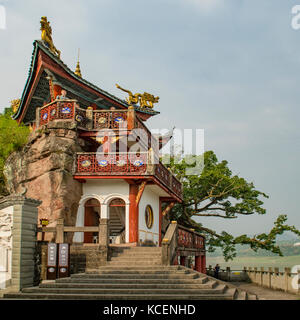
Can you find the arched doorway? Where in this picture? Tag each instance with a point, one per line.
(91, 219)
(117, 221)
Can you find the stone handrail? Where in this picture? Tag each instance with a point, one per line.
(169, 244)
(60, 229)
(125, 163)
(181, 241)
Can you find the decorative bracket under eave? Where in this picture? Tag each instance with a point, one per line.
(168, 208)
(140, 192)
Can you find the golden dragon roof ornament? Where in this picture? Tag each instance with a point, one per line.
(78, 70)
(146, 100)
(47, 36)
(15, 104)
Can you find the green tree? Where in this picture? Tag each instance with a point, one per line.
(217, 193)
(12, 137)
═══
SHORT EXERCISE:
Rewrite the text of all the records above with "Tag" replaced by "Mark" everywhere it appears, keeping every other line and word the same, and omit the pictures.

THE COMPLETED TASK:
Can you find the arched doorway? Where in this picture? Mark each instance with a point, one per line.
(91, 219)
(117, 221)
Can you find the stone handrail? Where in this picture? Mark each instance with a point, one per line.
(169, 244)
(60, 229)
(125, 163)
(181, 241)
Can you find the decorative bracket under eave? Where in this picture? Mark each instance with a point, one per line.
(168, 208)
(140, 192)
Can you find the golden dragon roof ornament? Where in this picture? Mark each instance with a point, one per line.
(78, 70)
(146, 100)
(47, 36)
(15, 104)
Can you find the green tree? Where in this picture? Mark each instance with a point, one per line.
(217, 193)
(12, 137)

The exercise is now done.